▶ Listed entries:
[START]

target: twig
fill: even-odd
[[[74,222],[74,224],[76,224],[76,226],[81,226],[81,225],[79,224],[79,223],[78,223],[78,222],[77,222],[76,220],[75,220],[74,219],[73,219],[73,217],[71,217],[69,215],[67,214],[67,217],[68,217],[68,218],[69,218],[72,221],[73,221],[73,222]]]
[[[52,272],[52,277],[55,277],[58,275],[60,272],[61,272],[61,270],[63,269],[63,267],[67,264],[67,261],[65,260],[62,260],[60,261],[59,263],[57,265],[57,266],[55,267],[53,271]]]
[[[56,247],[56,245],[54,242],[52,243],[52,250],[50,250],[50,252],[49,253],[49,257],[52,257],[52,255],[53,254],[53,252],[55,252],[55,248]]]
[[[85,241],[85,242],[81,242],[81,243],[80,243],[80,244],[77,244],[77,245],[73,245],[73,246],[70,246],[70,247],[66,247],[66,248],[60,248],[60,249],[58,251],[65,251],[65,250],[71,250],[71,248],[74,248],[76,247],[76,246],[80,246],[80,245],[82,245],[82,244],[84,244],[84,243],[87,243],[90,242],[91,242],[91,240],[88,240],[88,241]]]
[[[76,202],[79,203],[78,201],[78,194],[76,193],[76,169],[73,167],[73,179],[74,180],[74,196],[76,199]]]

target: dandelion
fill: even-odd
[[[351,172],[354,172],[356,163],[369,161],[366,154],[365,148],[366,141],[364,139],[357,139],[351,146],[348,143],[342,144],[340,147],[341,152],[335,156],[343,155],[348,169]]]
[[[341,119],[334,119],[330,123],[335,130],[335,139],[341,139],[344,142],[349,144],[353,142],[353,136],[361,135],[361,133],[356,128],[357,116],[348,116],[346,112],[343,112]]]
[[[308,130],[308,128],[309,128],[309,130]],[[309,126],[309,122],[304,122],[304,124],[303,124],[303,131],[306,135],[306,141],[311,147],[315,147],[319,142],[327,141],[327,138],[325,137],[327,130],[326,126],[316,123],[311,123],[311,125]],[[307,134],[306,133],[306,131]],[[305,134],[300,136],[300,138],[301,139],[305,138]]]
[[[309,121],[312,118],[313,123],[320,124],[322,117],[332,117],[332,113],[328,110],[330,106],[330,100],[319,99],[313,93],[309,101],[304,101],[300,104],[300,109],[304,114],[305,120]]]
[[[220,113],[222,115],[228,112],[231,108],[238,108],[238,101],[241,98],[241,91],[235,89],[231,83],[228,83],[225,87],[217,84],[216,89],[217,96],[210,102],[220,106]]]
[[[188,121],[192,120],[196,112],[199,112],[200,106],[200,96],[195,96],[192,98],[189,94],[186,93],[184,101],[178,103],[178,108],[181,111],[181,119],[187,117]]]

[END]

▶ Objective: Extract the lines running from the line with "target: dandelion" to the end of the items, including that first line, and repeat them exactly.

▶ Solution:
target: dandelion
fill: even-odd
[[[351,172],[354,172],[356,163],[369,161],[366,154],[365,148],[366,141],[364,139],[357,139],[351,146],[348,143],[342,144],[340,147],[341,152],[335,156],[343,155],[348,169]]]
[[[341,119],[334,119],[330,123],[335,130],[335,139],[341,139],[344,142],[349,144],[353,142],[353,136],[361,135],[361,133],[356,128],[357,116],[348,116],[346,112],[343,112]]]
[[[308,130],[308,128],[309,128],[309,130]],[[309,126],[309,122],[304,122],[304,124],[303,124],[303,131],[306,135],[306,141],[311,147],[315,147],[319,142],[327,141],[327,138],[325,137],[327,130],[326,126],[316,123],[311,123],[311,125]],[[307,134],[306,133],[306,131]],[[305,134],[300,136],[300,138],[301,139],[305,138]]]
[[[309,121],[312,118],[313,123],[320,124],[322,117],[332,117],[332,113],[328,110],[330,106],[330,100],[319,99],[313,93],[309,101],[304,101],[300,104],[300,109],[304,114],[305,120]]]
[[[220,113],[222,115],[228,112],[231,108],[238,108],[238,101],[241,98],[241,91],[235,89],[231,83],[228,83],[225,87],[217,84],[216,89],[217,96],[210,102],[220,106]]]
[[[188,121],[192,120],[196,112],[199,112],[200,106],[200,96],[195,96],[192,98],[189,94],[186,93],[184,101],[178,103],[178,108],[181,111],[181,119],[187,117]]]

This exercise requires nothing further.